- _WHAT TO WORK ON_
Exactly as they appear, output all of the entries.

Dataset rows on where objects appear:

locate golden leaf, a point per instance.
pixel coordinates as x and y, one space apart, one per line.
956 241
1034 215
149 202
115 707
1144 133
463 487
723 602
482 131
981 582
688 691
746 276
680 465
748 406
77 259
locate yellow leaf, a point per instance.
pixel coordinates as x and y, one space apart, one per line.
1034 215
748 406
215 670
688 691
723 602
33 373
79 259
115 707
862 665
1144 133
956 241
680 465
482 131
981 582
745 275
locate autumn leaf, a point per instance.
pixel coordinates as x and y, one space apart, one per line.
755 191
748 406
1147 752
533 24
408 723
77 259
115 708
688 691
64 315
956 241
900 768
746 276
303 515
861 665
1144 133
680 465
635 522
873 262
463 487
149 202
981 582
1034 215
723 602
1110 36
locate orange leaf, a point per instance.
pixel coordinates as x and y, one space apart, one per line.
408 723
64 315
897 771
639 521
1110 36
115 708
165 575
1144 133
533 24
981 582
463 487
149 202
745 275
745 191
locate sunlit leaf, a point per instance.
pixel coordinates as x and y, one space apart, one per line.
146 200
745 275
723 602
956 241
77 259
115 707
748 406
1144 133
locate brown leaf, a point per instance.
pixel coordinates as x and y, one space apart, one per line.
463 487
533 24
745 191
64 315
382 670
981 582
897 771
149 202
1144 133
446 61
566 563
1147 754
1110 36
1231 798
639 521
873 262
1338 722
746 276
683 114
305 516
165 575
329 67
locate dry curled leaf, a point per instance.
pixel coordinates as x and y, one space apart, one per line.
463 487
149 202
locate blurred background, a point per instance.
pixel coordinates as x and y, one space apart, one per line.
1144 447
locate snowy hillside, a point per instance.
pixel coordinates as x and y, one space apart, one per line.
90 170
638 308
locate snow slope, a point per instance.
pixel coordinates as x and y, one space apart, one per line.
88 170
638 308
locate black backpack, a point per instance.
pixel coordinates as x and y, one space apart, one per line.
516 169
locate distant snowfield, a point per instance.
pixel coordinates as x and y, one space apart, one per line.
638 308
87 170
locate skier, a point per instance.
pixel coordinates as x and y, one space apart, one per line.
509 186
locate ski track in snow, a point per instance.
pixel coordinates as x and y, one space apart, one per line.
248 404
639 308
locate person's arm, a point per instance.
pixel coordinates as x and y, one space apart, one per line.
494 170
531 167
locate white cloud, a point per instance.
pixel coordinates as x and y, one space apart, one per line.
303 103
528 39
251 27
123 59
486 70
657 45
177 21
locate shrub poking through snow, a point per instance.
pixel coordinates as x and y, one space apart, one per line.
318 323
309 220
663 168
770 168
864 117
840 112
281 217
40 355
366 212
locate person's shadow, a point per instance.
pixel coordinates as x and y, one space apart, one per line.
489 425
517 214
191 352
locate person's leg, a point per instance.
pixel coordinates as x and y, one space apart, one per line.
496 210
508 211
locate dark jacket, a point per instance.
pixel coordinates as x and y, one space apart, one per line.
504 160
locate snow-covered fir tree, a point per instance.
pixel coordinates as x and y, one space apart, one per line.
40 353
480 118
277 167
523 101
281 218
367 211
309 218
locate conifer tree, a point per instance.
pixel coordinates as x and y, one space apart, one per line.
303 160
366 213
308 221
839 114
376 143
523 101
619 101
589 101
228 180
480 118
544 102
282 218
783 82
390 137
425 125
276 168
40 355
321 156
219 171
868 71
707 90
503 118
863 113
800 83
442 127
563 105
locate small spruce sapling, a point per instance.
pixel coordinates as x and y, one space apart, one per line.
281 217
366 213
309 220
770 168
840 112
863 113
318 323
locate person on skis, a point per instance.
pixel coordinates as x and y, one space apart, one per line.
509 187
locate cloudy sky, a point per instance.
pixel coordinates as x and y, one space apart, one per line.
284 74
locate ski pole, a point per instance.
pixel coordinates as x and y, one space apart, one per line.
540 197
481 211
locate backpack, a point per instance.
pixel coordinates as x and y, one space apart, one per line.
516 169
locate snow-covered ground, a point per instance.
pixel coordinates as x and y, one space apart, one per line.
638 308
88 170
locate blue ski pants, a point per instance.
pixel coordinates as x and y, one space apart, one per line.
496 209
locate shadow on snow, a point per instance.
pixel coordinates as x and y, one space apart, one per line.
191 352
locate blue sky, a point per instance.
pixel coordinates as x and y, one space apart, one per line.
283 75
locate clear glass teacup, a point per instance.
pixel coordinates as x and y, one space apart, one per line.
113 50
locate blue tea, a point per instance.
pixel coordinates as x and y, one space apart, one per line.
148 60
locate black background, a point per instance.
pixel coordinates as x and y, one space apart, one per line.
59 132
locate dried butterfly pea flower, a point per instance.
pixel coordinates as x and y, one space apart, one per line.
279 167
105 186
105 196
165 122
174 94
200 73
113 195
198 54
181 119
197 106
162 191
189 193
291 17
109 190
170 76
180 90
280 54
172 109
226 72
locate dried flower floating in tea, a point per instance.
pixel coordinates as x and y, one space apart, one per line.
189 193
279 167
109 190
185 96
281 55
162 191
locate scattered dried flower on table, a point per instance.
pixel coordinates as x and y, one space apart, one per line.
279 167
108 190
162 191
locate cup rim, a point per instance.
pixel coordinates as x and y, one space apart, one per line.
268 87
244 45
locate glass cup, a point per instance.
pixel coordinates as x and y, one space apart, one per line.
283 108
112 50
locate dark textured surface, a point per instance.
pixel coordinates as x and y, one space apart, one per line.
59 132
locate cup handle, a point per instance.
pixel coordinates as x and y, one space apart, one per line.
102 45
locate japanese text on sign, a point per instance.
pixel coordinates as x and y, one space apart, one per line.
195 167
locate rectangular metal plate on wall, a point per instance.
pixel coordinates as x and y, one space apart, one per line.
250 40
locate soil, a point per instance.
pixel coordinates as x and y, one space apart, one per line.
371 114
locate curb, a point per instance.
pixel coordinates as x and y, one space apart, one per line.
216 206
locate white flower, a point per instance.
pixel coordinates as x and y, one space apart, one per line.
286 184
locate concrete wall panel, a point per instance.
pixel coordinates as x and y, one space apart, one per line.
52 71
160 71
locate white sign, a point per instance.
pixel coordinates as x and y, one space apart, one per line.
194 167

- _TASK RESPONSE_
locate golden leaf, a point per instance.
pixel coordinates as x and y, one space apart, one per line.
956 241
1034 215
149 202
115 707
1144 133
463 487
723 602
482 131
981 582
688 691
746 276
680 465
748 406
77 259
locate yellow leaf, a point per instance.
pixel coordinates as x and y, one space apart, one per line.
1034 215
748 406
215 670
688 691
723 602
33 373
79 259
115 707
862 665
1144 133
956 241
680 465
482 131
981 582
745 275
locate autumn leaf, a point per instance.
pixel coordinates as x and y, one space apart, one per line.
755 191
748 406
1147 752
533 24
408 723
77 259
115 708
688 691
64 315
956 241
900 768
746 276
303 515
861 665
1144 133
680 465
635 522
873 262
463 487
149 202
981 582
1034 215
723 602
1110 36
locate orange leaf, a point per instance.
pixel coordinates as x and y, one space apart, one per line.
408 723
64 315
897 771
639 521
1110 36
115 708
165 575
1144 133
533 24
981 582
463 487
149 202
745 275
745 191
locate sunlit leaf, a point per instance.
pixel coordinates as x and y, one space apart, one per line.
146 200
745 275
723 602
956 241
77 259
115 707
748 406
1144 133
locate brown leaf, a point per instance.
pixel coordinates as x and y, one space apart, one per line.
463 487
533 24
745 191
64 315
382 670
981 582
897 771
149 202
1144 133
446 61
566 563
1147 754
1110 36
1231 798
639 521
873 262
1338 722
746 276
683 114
305 516
165 575
329 67
locate dry curled leaf, a point per instance.
pixel coordinates as x and y, one space apart, one per line.
463 487
149 202
locate blurred background, a point per instance.
pixel coordinates as x and y, one space apart, one per line.
1144 447
locate snowy hillside, a point per instance.
pixel coordinates as x and y, one space apart, one per line.
90 170
638 308
locate snow slope, a point per instance.
pixel coordinates as x and y, one space apart, one per line.
88 170
638 308
locate black backpack, a point per instance.
pixel coordinates as x and y, one space apart, one per line.
516 169
locate distant snowfield, a point per instance.
pixel coordinates as x and y, one space apart, one per line.
638 308
87 170
locate skier, a point per instance.
pixel coordinates as x and y, one space apart, one per line.
509 186
locate ski track in snow, a point per instance.
pixel coordinates as x and y, one space apart, one per line.
248 404
639 308
locate person's arm, a point per instance.
pixel coordinates as x and y, one space apart, one per line.
494 170
531 167
locate white cloud, a point per instance.
pixel coordinates as x and y, one space apart, one per line.
303 103
528 39
251 27
123 59
486 70
657 45
177 21
locate shrub poking through snow, a point per instance.
pixel coordinates as x and y, one space apart, one per line.
318 323
309 220
663 168
770 168
864 117
840 112
281 217
40 355
366 212
locate person's shadow, a point per instance.
pixel coordinates as x and y, one space apart, one per line.
489 425
517 214
191 352
locate person's leg, a point per instance.
pixel coordinates as x and y, one space apart, one per line.
496 210
508 211
locate dark jacket, a point per instance.
pixel coordinates as x and y, one space apart, one per line.
504 160
locate snow-covered fir tree, a point per instance.
pixel coordinates as x and y, one space apart, one per line.
40 353
480 118
277 167
523 101
281 218
367 211
309 218
locate conifer tree, a point per instance.
pixel coordinates as x and y, one space apart, one per line.
303 160
366 213
308 221
839 114
376 143
523 101
619 101
589 101
228 180
480 118
544 102
282 218
783 82
390 137
425 125
276 168
40 355
321 156
219 171
868 71
707 90
503 118
863 113
800 83
442 127
563 105
locate small spruce sapling, a point per instance.
pixel coordinates as x and y, one space apart, one per line.
281 217
366 213
309 220
770 168
840 112
863 113
318 323
locate person on skis, a point per instance.
pixel coordinates as x and y, one space apart, one per line.
509 187
locate cloudy sky, a point per instance.
pixel coordinates as x and y, one space apart, one per line.
284 74
locate ski pole, a point per instance.
pixel coordinates as x and y, one space apart, one per line.
540 197
481 211
locate backpack, a point per instance.
pixel coordinates as x and y, one space apart, one per line.
516 169
locate snow-covered ground, a point per instance.
pixel coordinates as x and y, one space apart, one per line.
638 308
88 170
locate blue ski pants, a point per instance.
pixel coordinates as x and y, one space apart, one per line.
496 209
locate shadow on snow, a point per instance.
pixel coordinates as x and y, one space apart, one per line.
191 352
locate blue sky, a point per instance.
pixel coordinates as x and y, one space apart, one per line.
283 75
locate clear glass teacup, a point per instance.
pixel coordinates as x and y, one space apart, one per line.
113 50
locate blue tea, a point per instance.
pixel coordinates as x and y, one space apart, one per line.
148 60
locate black background, a point per instance.
pixel coordinates as x and y, one space apart, one per line.
59 132
locate dried butterfly pea flower, a point per instance.
pixel coordinates as x and y, one space apart, one per line.
279 167
105 186
105 196
165 122
174 94
200 73
113 195
198 54
181 119
197 106
162 191
189 193
291 17
109 190
170 76
180 90
280 54
172 109
226 72
locate dried flower floating in tea, a point per instance.
pixel coordinates as x and y, one space apart, one per line.
189 193
279 167
109 190
185 96
281 55
162 191
locate scattered dried flower on table, a point per instance.
pixel coordinates as x and y, one space apart, one per line.
279 167
108 190
162 191
locate cup rim, a point per instance.
pixel coordinates as x and y, one space apart, one per line.
268 87
244 45
locate glass cup, a point per instance.
pixel coordinates as x and y, one space apart, one per line.
283 108
112 50
locate dark textured surface, a point per instance.
pixel coordinates as x and y, one space apart, one per line.
59 132
locate cup handle, a point per instance.
pixel coordinates as x and y, one space apart, one per line.
102 45
locate japanese text on sign, a point per instance.
pixel coordinates as x and y, one space apart, one per line.
195 167
locate rectangular metal plate on wall, a point per instance.
pixel coordinates as x and y, one space apart, one per line.
250 40
locate soil, a point per instance.
pixel coordinates as x and y, one space apart, one per line.
371 114
locate curb, a point per instance.
pixel coordinates as x and y, one space apart, one per line.
216 206
locate white flower, a point per instance.
pixel coordinates as x and y, one space apart, one per line.
286 184
locate concrete wall panel, a point per instance.
pixel coordinates as x and y, one space apart, one per line.
52 71
160 71
locate white sign, a point per instance.
pixel coordinates as x and y, one space apart, one per line.
194 167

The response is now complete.